* **EXERCISE OBJECTIVE**:
A line below contains "the cardigan button", and a later one contains "of the embroidered". Repeat both, with every line between them, exactly.
═══ SUPPLIED MATERIAL
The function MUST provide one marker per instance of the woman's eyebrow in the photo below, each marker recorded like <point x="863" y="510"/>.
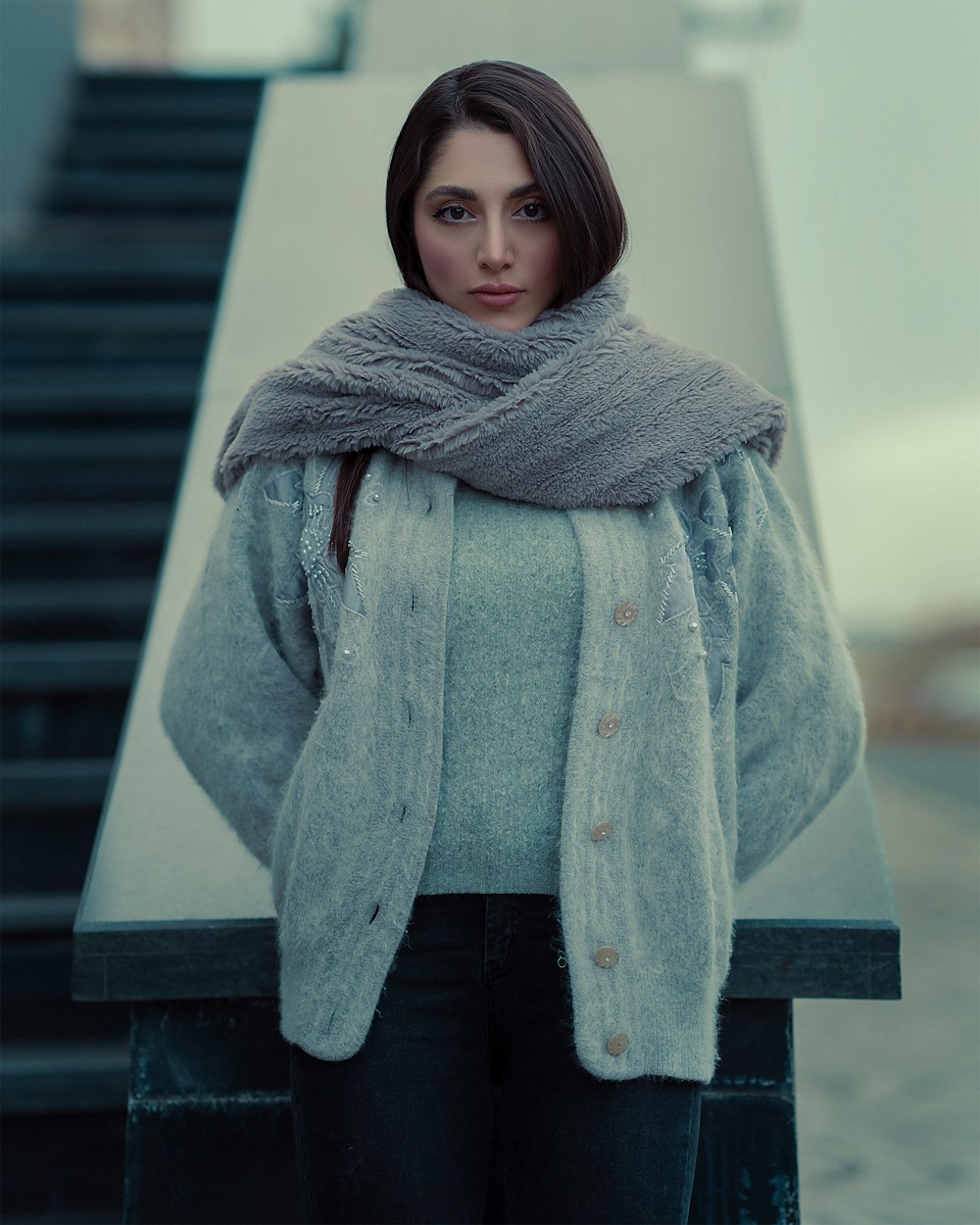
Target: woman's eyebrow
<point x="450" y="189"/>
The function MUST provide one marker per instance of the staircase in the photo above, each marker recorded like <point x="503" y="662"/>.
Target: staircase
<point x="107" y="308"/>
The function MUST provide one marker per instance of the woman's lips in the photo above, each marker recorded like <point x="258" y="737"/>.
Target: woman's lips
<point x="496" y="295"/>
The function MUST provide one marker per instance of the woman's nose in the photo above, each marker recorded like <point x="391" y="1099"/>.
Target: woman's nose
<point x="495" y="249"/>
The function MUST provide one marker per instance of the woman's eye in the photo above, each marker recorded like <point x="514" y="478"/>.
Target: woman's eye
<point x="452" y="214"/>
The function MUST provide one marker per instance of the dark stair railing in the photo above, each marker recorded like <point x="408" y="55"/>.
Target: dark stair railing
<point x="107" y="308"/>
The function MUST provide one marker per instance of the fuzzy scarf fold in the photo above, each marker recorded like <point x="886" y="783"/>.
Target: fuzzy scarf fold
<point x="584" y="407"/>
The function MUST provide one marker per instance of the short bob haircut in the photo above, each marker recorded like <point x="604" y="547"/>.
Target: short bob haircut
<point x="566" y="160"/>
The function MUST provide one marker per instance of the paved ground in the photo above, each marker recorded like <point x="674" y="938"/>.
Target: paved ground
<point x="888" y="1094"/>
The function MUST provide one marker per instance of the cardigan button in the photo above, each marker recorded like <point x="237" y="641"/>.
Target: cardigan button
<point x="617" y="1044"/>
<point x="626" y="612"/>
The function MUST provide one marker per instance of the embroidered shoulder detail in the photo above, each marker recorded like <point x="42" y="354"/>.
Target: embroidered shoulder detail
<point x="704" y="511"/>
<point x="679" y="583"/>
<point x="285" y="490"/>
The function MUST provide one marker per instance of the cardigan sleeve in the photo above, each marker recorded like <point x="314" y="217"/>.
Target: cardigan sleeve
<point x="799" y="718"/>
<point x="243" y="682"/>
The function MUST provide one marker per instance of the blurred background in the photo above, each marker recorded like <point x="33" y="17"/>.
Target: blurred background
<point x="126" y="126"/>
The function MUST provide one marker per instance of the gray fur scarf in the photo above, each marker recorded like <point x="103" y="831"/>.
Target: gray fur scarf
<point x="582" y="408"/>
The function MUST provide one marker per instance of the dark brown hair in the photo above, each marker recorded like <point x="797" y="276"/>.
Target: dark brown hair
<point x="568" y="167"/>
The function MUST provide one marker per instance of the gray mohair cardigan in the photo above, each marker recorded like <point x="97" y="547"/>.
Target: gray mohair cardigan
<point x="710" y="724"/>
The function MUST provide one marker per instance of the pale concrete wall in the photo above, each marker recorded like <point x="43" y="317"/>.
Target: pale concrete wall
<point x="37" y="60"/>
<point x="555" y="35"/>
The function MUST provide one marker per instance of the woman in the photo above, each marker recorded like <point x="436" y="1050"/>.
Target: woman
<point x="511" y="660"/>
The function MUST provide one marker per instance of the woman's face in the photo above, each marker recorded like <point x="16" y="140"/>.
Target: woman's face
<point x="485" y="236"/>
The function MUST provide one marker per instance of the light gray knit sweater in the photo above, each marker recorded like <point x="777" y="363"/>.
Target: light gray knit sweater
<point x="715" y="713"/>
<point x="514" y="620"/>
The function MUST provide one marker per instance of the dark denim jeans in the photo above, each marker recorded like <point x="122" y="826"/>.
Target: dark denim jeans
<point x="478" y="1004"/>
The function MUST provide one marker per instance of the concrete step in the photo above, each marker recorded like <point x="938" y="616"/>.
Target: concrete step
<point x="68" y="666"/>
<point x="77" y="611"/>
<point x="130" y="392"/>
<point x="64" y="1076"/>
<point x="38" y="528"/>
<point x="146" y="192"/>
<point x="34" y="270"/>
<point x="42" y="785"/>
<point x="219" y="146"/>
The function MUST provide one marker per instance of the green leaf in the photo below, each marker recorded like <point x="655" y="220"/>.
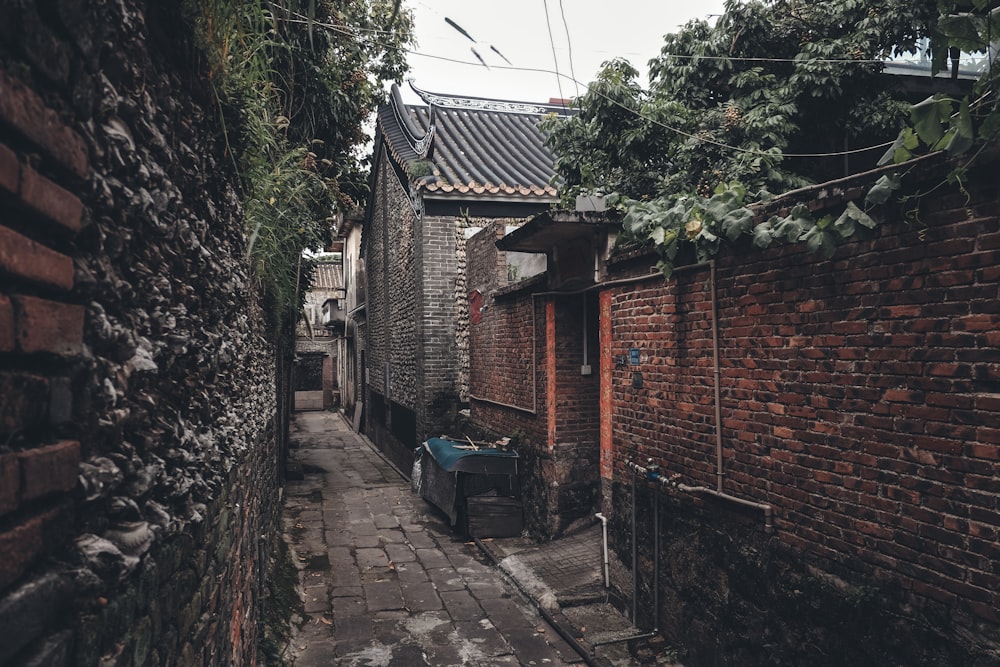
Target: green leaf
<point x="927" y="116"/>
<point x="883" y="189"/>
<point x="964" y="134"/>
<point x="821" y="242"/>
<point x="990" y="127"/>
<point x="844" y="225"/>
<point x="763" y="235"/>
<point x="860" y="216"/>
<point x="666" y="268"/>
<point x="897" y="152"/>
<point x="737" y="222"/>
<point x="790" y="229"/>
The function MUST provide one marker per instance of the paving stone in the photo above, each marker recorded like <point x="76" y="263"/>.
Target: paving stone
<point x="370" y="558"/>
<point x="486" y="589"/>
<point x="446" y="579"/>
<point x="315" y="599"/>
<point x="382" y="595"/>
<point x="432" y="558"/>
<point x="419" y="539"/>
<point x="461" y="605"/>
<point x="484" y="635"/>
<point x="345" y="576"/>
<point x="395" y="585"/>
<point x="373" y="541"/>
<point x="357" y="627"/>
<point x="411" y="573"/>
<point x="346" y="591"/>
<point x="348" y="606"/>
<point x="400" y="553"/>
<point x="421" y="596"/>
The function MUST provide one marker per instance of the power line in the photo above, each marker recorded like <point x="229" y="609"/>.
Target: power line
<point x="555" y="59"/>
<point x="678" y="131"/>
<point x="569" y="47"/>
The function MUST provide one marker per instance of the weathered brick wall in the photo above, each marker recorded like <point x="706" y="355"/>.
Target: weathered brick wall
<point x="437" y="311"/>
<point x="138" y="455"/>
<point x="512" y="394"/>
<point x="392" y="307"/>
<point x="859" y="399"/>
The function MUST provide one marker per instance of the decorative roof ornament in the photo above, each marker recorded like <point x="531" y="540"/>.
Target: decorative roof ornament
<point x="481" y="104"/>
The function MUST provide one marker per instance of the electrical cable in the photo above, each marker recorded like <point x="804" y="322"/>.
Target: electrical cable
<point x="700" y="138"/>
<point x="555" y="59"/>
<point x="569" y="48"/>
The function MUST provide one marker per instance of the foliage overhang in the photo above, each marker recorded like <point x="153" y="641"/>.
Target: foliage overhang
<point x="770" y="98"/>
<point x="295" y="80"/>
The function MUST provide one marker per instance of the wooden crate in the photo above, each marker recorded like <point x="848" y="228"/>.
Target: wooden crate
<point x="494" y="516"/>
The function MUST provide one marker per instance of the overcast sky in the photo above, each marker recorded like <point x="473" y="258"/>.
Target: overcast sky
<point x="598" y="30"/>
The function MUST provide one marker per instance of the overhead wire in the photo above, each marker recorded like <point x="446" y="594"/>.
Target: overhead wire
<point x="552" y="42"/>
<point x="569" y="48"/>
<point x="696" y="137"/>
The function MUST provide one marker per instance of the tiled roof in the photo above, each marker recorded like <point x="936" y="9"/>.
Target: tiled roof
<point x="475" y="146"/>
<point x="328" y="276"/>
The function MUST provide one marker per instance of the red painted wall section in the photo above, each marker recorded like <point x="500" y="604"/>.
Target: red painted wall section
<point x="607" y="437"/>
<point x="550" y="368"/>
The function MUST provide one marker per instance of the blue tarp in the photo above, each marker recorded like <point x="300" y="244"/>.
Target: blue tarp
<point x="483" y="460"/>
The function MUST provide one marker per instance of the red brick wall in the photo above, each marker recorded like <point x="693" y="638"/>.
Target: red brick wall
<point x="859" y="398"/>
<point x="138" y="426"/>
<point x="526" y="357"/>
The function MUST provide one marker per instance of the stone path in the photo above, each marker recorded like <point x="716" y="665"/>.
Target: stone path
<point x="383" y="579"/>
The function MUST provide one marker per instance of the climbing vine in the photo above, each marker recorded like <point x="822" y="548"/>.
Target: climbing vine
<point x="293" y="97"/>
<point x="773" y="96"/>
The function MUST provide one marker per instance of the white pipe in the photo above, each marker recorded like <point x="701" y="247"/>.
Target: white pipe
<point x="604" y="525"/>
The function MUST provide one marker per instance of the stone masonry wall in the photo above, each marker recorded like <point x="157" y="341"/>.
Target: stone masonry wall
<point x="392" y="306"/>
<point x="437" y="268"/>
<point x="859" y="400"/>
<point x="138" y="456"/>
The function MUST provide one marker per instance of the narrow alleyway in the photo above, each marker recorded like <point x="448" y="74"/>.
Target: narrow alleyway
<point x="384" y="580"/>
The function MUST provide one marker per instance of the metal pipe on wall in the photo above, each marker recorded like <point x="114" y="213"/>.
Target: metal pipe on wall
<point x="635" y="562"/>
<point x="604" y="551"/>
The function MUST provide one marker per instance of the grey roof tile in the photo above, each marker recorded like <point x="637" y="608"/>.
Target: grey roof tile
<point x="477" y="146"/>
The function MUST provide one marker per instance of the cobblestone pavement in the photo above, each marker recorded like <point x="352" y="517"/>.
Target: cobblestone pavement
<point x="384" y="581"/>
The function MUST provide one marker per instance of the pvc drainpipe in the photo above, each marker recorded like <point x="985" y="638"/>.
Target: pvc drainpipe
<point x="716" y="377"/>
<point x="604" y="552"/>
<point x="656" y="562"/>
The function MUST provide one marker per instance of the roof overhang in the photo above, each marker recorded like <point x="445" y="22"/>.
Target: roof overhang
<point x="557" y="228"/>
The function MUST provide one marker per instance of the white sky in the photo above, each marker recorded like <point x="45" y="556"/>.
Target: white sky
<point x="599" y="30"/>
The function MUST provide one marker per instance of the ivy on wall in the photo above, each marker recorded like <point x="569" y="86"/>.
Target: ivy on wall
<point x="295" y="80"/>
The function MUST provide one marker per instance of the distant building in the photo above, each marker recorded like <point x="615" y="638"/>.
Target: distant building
══════
* **SOLUTION TO THE PROBLEM**:
The function MUST provide one marker per instance of the cardigan button in the photo above, each marker recorded like <point x="237" y="641"/>.
Target: cardigan button
<point x="617" y="1044"/>
<point x="626" y="612"/>
The function MUST provide one marker per instance of the embroidered shoulder detail in the photo above, each marker recorded like <point x="42" y="354"/>.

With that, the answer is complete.